══ RECORDED DATA ══

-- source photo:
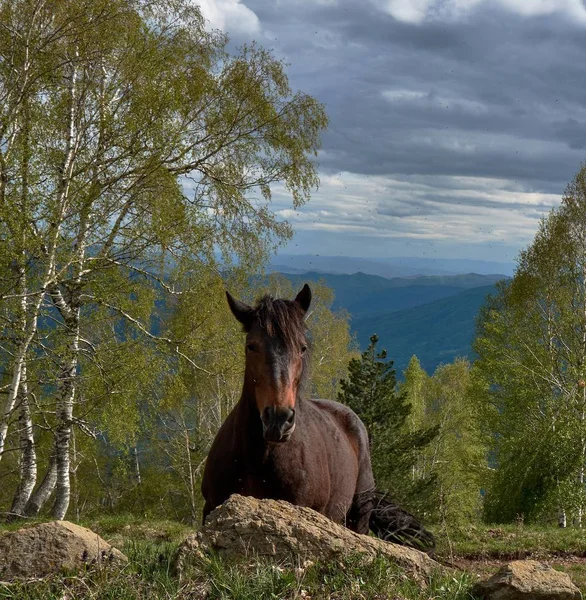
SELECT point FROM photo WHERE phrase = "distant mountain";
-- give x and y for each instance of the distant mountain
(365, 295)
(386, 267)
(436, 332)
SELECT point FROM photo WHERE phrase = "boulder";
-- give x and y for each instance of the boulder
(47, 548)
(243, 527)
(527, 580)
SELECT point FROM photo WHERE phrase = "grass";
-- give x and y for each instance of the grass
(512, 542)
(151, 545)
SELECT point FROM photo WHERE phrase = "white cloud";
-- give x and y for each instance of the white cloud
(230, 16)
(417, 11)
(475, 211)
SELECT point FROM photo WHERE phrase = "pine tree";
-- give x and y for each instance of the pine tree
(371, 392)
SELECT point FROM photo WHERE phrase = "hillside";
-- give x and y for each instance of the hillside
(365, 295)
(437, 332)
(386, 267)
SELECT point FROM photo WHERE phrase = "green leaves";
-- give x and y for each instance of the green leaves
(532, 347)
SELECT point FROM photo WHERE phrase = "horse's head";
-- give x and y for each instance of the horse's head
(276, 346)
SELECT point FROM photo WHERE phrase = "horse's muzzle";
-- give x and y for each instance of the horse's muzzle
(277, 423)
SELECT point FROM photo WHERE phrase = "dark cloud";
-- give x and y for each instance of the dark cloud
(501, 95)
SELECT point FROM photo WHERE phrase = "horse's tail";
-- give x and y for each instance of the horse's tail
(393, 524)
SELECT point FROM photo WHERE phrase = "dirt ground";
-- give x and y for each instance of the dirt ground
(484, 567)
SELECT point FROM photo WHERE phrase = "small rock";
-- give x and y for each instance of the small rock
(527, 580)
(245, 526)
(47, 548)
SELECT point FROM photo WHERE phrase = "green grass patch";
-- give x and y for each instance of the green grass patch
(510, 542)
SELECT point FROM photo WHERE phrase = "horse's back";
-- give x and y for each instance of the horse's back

═══

TASK TO CARRY OUT
Keep only the lines of the items above that contain the word "ground", and copy each of them in full.

SOLUTION FOR THIS PROBLEM
SELECT point FROM photo WHERE phrase = "dirt ground";
-- give x and y for each instance of the dirt ground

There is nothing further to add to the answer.